Problem details » Exactly the lines from the opening of the data through the line containing "M 373 157 L" should be reproduced, please, with nothing added.
#### Extracted material
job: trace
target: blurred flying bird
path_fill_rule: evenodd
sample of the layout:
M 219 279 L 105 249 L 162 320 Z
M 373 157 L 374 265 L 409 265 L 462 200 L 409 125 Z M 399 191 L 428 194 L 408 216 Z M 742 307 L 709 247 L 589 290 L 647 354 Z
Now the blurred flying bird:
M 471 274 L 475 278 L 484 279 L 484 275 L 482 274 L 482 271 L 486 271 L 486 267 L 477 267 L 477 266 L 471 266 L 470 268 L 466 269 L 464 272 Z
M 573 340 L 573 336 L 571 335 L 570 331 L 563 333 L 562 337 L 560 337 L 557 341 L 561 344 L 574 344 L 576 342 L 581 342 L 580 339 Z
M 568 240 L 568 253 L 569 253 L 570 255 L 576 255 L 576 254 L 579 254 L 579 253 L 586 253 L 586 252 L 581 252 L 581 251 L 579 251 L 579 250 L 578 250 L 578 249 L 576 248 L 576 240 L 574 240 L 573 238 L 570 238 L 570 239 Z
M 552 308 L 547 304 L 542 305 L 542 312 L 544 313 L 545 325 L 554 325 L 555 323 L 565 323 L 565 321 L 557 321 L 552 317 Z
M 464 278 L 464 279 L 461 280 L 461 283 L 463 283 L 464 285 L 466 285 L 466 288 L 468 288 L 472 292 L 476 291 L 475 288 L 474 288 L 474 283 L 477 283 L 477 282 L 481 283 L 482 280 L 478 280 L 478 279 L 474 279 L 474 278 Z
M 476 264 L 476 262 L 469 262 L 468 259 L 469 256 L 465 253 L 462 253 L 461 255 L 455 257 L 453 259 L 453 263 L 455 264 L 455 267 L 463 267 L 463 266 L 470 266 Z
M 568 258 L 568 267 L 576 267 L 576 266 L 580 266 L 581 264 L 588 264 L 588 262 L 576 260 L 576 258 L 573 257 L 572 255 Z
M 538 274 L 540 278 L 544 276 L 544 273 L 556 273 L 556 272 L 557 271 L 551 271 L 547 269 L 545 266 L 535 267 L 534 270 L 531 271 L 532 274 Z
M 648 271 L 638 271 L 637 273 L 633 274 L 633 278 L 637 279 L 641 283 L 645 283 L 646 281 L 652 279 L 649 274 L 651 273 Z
########
Result of the exercise »
job: trace
target: blurred flying bird
path_fill_rule: evenodd
sample of the layout:
M 219 279 L 105 249 L 162 320 Z
M 373 157 L 374 265 L 409 265 L 462 200 L 409 125 Z M 399 191 L 428 194 L 408 216 Z M 742 307 L 709 247 L 589 290 L 647 354 Z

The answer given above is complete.